■ **Material for the task**:
Segment Open
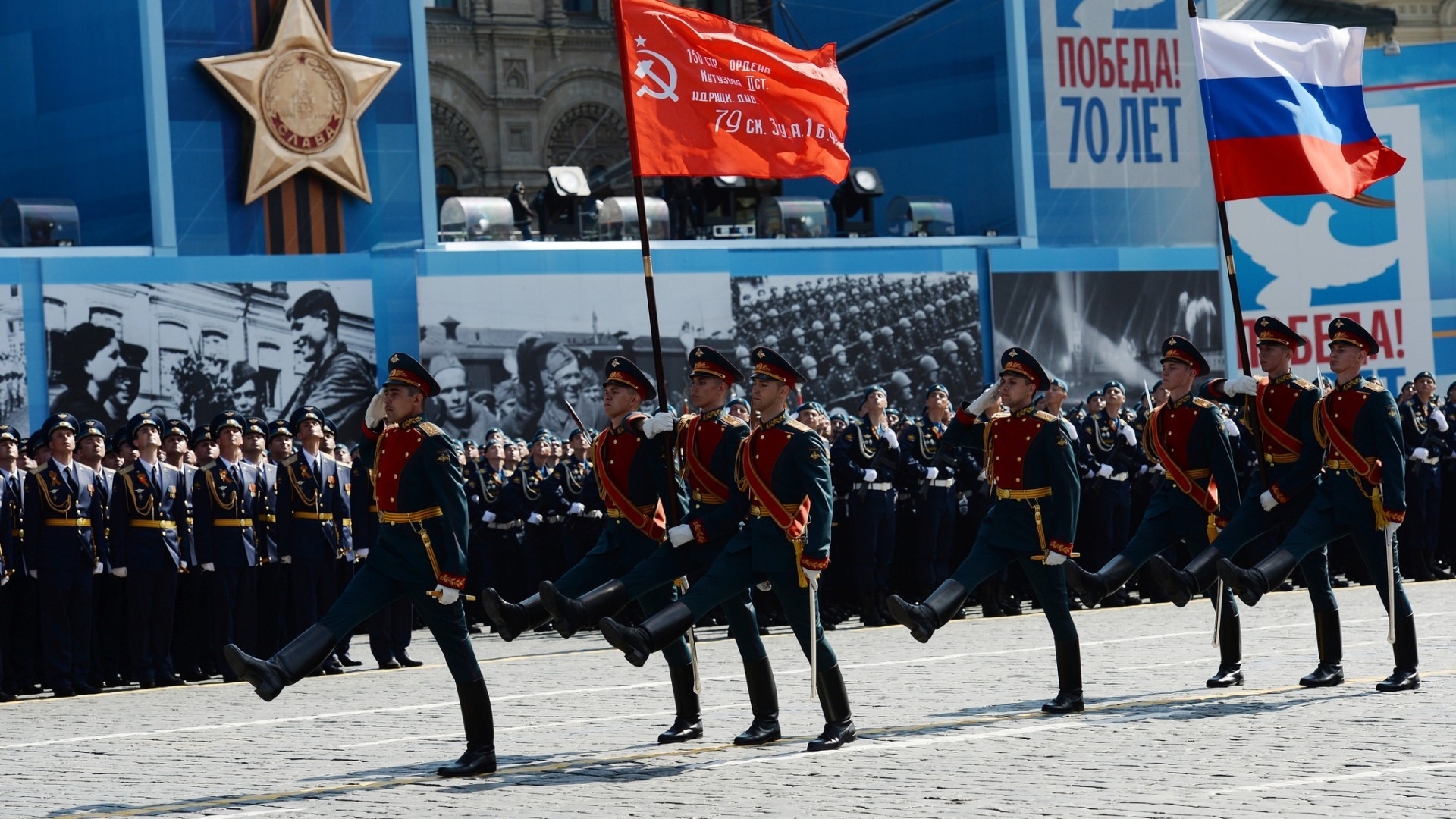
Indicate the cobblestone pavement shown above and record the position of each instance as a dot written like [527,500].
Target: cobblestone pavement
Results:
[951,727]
Segment Closed
Segment Open
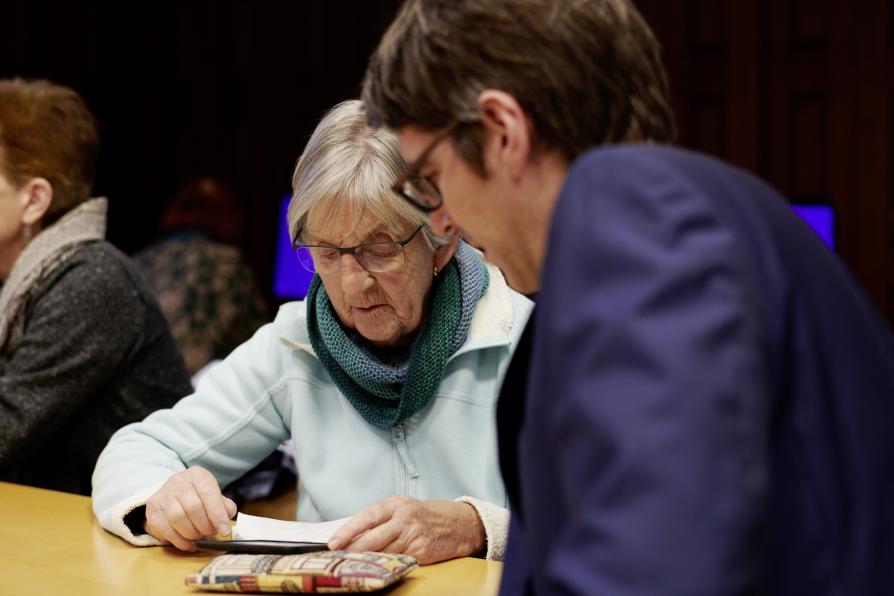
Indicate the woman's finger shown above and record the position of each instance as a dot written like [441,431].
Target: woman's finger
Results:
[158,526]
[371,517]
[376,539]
Segment Closed
Segment Open
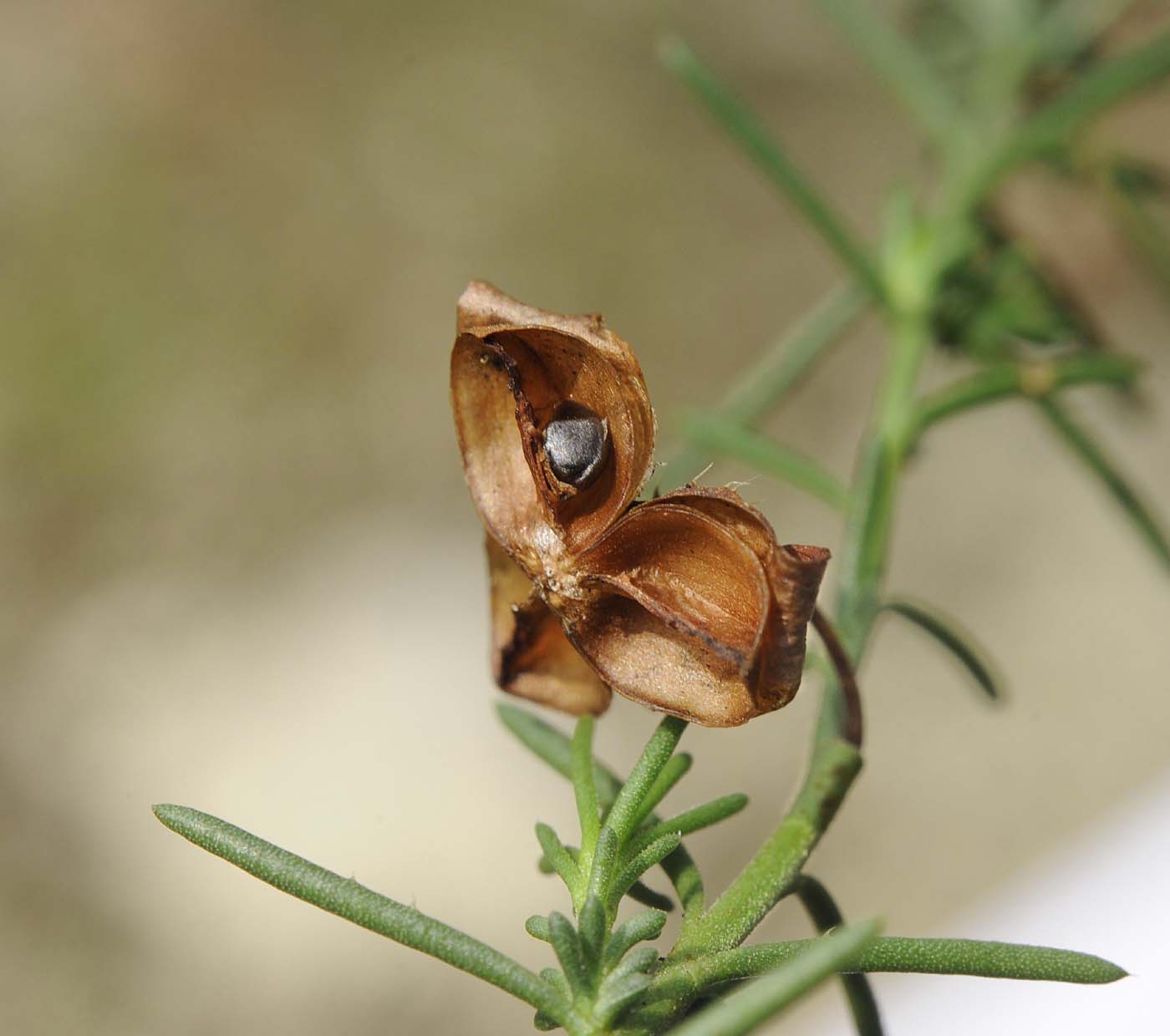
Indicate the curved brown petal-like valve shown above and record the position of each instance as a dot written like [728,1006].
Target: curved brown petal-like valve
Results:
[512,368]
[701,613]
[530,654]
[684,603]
Segment Closed
■ **Your task**:
When a line in the data contains "record", return it as written.

■ **Answer below**:
Indicate the cobblestone pavement shown above and record the position of each instance as a dot written like [527,500].
Indicate the woman's finger shown above and record the position of each instance as a dot written like [441,431].
Indicate the curved brown petal-like valve shown above and record the position of each instance as a dot written like [728,1006].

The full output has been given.